**Your objective:** Transcribe all of the data verbatim, please, and leave out its pictures.

Point-per-instance localization data:
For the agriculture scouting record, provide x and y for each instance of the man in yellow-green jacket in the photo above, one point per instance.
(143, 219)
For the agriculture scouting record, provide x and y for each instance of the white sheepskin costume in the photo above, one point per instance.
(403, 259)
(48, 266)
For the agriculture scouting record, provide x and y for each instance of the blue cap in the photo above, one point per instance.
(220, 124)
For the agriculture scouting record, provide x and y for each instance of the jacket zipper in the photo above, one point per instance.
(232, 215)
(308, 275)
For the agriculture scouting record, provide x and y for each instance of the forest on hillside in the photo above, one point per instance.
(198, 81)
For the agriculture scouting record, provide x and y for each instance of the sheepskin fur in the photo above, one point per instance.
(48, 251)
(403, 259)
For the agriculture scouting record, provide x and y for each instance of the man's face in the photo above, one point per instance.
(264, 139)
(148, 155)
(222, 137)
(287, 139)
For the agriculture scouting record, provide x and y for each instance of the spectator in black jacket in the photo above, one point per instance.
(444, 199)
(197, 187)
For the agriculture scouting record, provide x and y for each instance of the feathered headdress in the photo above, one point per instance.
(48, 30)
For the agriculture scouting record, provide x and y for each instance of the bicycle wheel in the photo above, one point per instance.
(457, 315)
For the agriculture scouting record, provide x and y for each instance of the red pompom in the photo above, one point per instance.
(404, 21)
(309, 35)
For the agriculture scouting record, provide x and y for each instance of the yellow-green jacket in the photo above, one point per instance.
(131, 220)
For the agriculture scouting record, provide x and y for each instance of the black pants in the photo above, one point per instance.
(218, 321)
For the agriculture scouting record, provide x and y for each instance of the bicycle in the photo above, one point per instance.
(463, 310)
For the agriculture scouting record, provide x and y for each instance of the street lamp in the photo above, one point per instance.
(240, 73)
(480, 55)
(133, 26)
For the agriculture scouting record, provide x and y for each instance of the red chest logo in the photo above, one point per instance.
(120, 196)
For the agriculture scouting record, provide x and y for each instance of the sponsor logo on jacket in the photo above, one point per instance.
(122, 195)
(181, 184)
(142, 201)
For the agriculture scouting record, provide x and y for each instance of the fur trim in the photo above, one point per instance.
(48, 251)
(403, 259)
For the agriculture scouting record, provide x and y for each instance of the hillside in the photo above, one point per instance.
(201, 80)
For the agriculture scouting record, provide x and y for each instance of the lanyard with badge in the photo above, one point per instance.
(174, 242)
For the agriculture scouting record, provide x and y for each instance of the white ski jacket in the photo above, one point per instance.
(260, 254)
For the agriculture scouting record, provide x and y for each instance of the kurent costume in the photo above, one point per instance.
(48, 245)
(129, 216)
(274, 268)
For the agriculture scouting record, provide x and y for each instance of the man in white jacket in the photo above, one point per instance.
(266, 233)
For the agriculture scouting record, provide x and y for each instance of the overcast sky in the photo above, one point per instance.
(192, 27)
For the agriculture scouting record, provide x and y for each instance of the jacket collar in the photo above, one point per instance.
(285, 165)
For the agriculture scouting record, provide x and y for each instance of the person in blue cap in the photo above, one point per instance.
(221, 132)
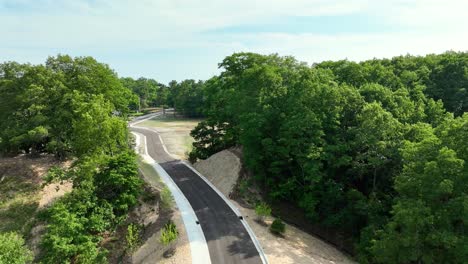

**Task response:**
For the agriculture scouting record, provide x and y for each instance of the man in yellow-green jacket in the photo above, one point per instance.
(143, 219)
For the agriculture scouting record, provide x and y for each instance of the white sheepskin costume in the photo above, one point per instance.
(403, 259)
(48, 266)
For the agriculture scouting record, provide x and y for each instance of the blue cap in the photo above, one point per instance.
(220, 124)
For the agriculture scouting record, provide x and y for each instance of the jacket zipper in the photo above, one point per instance.
(232, 215)
(308, 275)
For the agriculture scouting record, provide x and y for each instance of the forest on hillside in the photo above, one point per instance.
(198, 81)
For the agriculture scouting record, provide x and y for each instance of the sheepskin fur in the photo above, one point per instance.
(48, 251)
(403, 259)
For the agriculture scouting record, provide x and y for each instance of the man's face in the photo above, one point per instance.
(264, 139)
(148, 155)
(222, 137)
(287, 139)
For the agriculture scouting record, provide x and y for each instance of the spectator in black jacket in the photo above, one point per instance.
(444, 199)
(197, 187)
For the agriculture scouting record, provide x and y for each instance of the feathered headdress in the photo above, one point per instance.
(48, 30)
For the agriculture scouting record, provide x and y for each instance of the bicycle wheel in the photo above, one point per instance.
(457, 315)
For the agriculture scouting record, provide x and y for each instance of the red pompom in the photo above, one point per instance.
(404, 21)
(309, 35)
For the agriculture scouting record, provide x and y for each instance of the yellow-green jacket in the photo above, one point per instance.
(131, 220)
For the agriculture scouting record, provide x and y for each instance of the black pants in the photo above, one point per instance.
(218, 321)
For the agriculture scouting record, provide x and y for each instance of the bicycle in the photo above, one point per instance.
(463, 310)
For the agriculture scouting record, provide x and y for each instance of the street lamp in the photo above, one point per instance.
(240, 73)
(480, 55)
(133, 26)
For the agriculture scouting record, provide x and y for each instance of the red chest logo in the photo above, one point per instance.
(120, 196)
For the agriculture scouting record, provide x and y for each instance of the sponsor logo on jacket in the photo above, one point per instance.
(122, 195)
(181, 184)
(142, 201)
For the agriculture scouting record, provide x and y for each instance of the fur trim in the photo above, one point per instance.
(48, 251)
(403, 259)
For the agriculture scouting record, provide x and y for each instance of the hillside in the photo above, one point per instance.
(201, 80)
For the agriculture scouting record, provide x and y for each instance of the lanyard with badge in the photo above, one point per instance.
(174, 242)
For the agriculture scouting record, provide x and y for each instance of the white ski jacket in the photo above, one point per instance.
(260, 254)
For the agriculture scouting record, provide x and y for each instance of the kurent costume in the photo above, one point per instance.
(48, 245)
(129, 216)
(274, 268)
For the agriculture scouting record, provide x and y for each instance of the man in white jacket in the photo above, one point per instance.
(266, 233)
For the agriculture scouting record, provide x and y for each instance of the overcast sky in the photo above, one point per instance.
(192, 27)
For the agriculture scouting record, provide x and y for each instance of the jacket collar in the photo above, one point per instance.
(285, 165)
For the agriculture scouting record, provide x and y for each instance of the person in blue cap in the photo above, one point per instance.
(221, 132)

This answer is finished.